Exercise inputs =
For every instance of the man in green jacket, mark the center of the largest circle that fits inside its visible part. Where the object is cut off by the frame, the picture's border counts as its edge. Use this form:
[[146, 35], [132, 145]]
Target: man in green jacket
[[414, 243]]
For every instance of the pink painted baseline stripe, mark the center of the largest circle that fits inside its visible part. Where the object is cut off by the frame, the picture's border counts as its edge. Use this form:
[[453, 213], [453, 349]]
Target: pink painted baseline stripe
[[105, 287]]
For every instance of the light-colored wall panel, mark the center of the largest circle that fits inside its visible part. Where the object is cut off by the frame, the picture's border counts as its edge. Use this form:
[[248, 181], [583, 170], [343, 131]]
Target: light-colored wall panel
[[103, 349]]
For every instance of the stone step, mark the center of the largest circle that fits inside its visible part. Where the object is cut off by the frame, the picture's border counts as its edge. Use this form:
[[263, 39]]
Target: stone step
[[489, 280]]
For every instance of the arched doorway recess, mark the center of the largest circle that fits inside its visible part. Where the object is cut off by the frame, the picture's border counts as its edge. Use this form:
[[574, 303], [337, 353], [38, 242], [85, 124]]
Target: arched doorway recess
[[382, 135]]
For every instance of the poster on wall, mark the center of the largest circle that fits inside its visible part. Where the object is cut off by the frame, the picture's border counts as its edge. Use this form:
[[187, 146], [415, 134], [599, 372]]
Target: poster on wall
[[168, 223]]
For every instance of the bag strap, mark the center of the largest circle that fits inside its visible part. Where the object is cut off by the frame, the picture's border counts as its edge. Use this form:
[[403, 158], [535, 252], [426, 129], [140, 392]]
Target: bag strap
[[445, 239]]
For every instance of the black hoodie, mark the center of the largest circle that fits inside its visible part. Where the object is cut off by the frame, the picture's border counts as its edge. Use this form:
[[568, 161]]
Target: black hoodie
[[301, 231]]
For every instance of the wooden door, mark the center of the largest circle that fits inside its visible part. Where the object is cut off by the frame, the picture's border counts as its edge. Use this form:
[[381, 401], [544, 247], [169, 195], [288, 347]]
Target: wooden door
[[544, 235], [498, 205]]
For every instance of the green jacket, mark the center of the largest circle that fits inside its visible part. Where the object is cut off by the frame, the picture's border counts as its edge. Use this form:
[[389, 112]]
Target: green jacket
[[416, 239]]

Written task = Copy the data above from the line containing "For every instance of the pink" through the line containing "[[544, 235], [498, 205]]", both ends included, leaving the requests and their format samples unchanged but multiplying every coordinate in the answers by 1.4 and rounding to whole numbers, halves up. Output only those lines.

Problem solution =
For every instance of the pink painted baseline stripe, mark the center of the largest circle that fits inside its visible part. Where the object is cut off by the frame, the picture's border counts as its edge. Use this form:
[[453, 213], [453, 349]]
Target: pink painted baseline stripe
[[147, 402]]
For every instance of the light-colored wall panel, mark the center of the largest circle that fits inside its visible part. Where the object is cut off by the frame, the picture's border counts as its edge. Use this form:
[[248, 181], [583, 170], [343, 131]]
Target: light-colored wall panel
[[144, 489]]
For every instance of the stone step, mark the center of the largest circle that fits inside its visible part. Where the object is cut off by the frame, the picture's border counts as its edge. Use this form:
[[263, 39]]
Target: stone step
[[685, 392]]
For every instance of the arched doorway recess, mark the center of the largest circle that fits inside its visible part. Where the object is cut off by the frame, the picture's border counts as its edge. Use this form:
[[574, 303], [337, 353], [38, 242], [85, 124]]
Target: arched doorway recess
[[535, 189]]
For every instance of the poster on wall, mark the center of the largest circle that fits inside its visible part. Where the object is cut off by the frame, the picture's border counts as its edge. Use this form:
[[187, 146], [415, 134], [599, 372]]
Target: poster on wall
[[235, 312]]
For every instance of the bag strap, mark the center of the largest circle that fits inside its visible part. Where the object is cut off by the frame, the picture's border counts as its edge. Use this form:
[[403, 158], [535, 252], [426, 129], [140, 392]]
Target: bag strap
[[623, 335]]
For every instance of the black hoodie, mark the center of the largest circle that fits inside its visible part. Where the object is cut off by the frame, the picture's border counts as its edge. Use this form:
[[568, 161]]
Target: black hoodie
[[421, 323]]
For every instance of the wooden door, mark the center of the largest circle that fits inside its visible part. Where the object is cut off by the frame, the picture's border counts as its edge. Use this form:
[[381, 401], [544, 247], [169, 195], [288, 347]]
Target: wooden door
[[762, 329], [697, 287]]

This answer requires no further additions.